### Problems to solve
**a.** In the passage on strength training for basketball, translate the sentence "Basketball places a lot of uneven strains on your body." into Spanish.
**b.** Carry the passage on strength training for basketball forward from its final line.

### Document passage
►

Over the course of a year, strength training for basketball should follow several distinct phases or cycles. Each of these phases has a very specific objective that leads you naturally into the next phase of training.
Follow a periodized strength regime and you'll maximize your results. Plus, here's the kicker...
Unless you're an elite basketball player, very few of your opponents will take this approach to their strength training routine. That gives you a real competitive advantage.
Let's have a look at each phase one by one...
Off-Season - Build Functional Strength
Before you begin the more intensive strength training for basketball, it's crucial that you prepare your body.
During the off-season, and even the early pre-season, begin by performing functional exercises that focus on stabilizing muscles and in particular, core stability...
Basketball places a lot of uneven strains on your body. You throw predominantly with one arm for example. Some joints and tendons are placed under more stress than others. The same muscles are used over and over and grow strong while others are neglected.
A low-intensity functional strength phase helps to restore the balance. So the goals of this phase are:
- To prepare joints, ligaments and tendons for more intense work in subsequent training phases.

◄

### Excerpted records
►

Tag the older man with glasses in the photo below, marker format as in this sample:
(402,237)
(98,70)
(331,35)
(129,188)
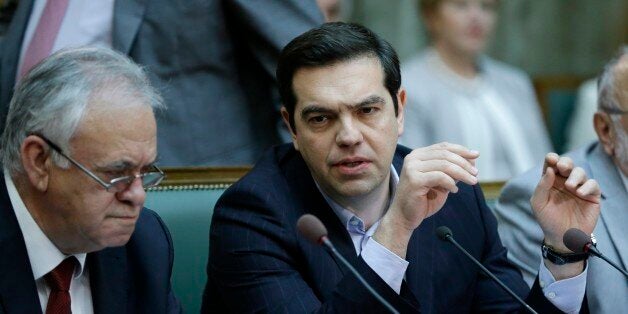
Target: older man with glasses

◄

### Responses by task
**a.** El baloncesto somete tu cuerpo a muchas tensiones desiguales.

**b.**
- To strengthen neglected stabilizer muscles.
- To balance the right and left side of the body.
- To correct any imbalance between flexors and extensors (the pectorals and triceps may become overly strong in relation to the rhomboid and biceps for example).
In this phase, dedicate a good deal of your time to strengthening your center of power...
The muscles of the trunk and lower back connect the upper and lower body. They support every twisting, turning, jumping and lateral movement. They are literally the link through which all movement passes.
This is the most important phase in strength training for basketball.
Yet most players and coaches dismiss it. And it becomes doubly important for younger players.
The foundations you lay in the off-season and early pre-season literally determine the quality of strength and power you can form in later phases. Not to mention how likely you are to avoid or suffer acute and chronic injury.
- Days per week: 2-3
- Load: 50-60% 1 rep max
- Reps: 15-20
- Sets: 2-3
Off-Season/Early Pre-Season - Build Maximal Strength
Preparing fully makes maximal strength training that much more productive.
Your goal now is peak strength. Then you can convert it into muscular power through plyometric training. Aim to complete this phase at least 4 weeks before the start of the competitive season.
Most basketball players (in fact most athletes) never progress past this phase. They keep lifting more and more weight until they get injured or burnt out. But that's good news for you.
Three strength training sessions a week is enough to build maximal strength. Try to separate each session by 48 hours.
- Days per week:3
- Load: 80-90% 1 rep max
- Reps: 4-8
- Sets: 3-5
Late Pre-Season - Convert to Muscular Power
Now it all starts to come together.
You've taken the time to prepare. You've worked hard to build a high level of strength. Now it's time to reap all the rewards on the court.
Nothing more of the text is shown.